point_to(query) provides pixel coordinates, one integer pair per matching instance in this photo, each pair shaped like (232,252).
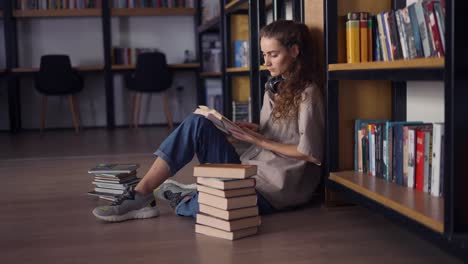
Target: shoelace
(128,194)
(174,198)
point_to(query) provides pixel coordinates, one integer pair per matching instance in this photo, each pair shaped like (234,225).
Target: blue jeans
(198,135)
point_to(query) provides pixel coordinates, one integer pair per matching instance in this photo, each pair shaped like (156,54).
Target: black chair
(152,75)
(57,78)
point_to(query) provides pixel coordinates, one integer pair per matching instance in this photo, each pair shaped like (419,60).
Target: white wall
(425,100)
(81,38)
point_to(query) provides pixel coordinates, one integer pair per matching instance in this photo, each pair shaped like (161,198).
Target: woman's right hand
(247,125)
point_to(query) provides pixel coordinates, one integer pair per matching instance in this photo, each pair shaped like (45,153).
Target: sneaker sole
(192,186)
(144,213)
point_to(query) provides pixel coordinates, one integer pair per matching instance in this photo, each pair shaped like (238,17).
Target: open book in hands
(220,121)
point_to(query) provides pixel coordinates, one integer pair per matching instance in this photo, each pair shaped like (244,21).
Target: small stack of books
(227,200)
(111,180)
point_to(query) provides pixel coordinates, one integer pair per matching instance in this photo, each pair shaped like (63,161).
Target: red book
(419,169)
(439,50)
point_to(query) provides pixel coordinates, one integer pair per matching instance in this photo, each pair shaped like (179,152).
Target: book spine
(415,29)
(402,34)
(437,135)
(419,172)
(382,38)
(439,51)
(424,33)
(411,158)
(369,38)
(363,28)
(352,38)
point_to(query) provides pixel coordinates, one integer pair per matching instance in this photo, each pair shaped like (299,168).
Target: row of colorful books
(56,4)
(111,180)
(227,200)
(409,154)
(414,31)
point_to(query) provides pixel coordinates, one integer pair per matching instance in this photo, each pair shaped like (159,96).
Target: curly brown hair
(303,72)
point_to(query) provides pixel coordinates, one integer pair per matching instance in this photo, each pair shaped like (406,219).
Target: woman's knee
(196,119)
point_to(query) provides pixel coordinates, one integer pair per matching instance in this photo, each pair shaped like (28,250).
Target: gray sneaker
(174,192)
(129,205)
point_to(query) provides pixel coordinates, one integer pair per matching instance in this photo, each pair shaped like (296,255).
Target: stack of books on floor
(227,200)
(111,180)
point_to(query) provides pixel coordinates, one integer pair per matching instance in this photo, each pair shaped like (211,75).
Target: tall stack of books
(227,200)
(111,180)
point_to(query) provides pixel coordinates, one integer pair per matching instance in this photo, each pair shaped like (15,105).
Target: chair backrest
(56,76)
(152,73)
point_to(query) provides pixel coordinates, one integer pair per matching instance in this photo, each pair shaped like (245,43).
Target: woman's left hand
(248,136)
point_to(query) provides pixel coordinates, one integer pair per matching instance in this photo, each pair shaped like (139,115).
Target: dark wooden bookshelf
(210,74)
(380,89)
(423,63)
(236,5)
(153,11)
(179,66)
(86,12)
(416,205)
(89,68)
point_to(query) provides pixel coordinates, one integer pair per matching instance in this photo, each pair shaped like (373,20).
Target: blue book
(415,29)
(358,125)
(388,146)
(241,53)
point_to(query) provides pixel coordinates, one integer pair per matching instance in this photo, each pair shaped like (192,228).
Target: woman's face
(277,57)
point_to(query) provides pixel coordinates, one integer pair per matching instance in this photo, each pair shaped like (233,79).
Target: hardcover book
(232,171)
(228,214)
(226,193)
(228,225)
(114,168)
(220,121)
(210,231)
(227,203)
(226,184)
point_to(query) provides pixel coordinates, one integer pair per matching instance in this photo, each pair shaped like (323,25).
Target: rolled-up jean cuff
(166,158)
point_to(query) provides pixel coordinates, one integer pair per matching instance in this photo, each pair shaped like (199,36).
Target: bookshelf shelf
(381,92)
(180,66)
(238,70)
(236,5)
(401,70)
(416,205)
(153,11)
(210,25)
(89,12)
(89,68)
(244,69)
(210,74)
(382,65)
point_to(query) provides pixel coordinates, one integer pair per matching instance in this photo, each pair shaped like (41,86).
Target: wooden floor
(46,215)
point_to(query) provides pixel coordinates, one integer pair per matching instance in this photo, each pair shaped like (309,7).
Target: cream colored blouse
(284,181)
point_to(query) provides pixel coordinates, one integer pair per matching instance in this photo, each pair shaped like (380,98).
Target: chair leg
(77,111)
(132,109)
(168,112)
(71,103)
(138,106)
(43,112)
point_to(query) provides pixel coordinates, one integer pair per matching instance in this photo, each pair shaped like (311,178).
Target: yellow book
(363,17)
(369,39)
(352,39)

→ **Assignment**:
Output the line containing "shaped like (41,86)." together with all later lines of the entries, exactly as written, through the final line.

→ **Answer box**:
point_to(query) provides pixel coordinates, one integer pair per matching instance in this photo, each pair shaped like (41,86).
Target: wooden floor
(46,215)
point_to(query) provides pixel coordinates, one integer pair per matching instance in this photo, each pair shaped like (309,7).
Target: cream colored blouse
(284,181)
point_to(query) provides pixel coordinates, one integer pair per matching instance in this photo, each pair shaped like (380,98).
Target: chair leg
(77,111)
(132,109)
(168,112)
(71,103)
(138,106)
(43,112)
point_to(query) provides pixel coordinates, one integer pair per matching instance in this photo, each pair shaped like (311,178).
Target: yellow book
(363,17)
(369,39)
(352,39)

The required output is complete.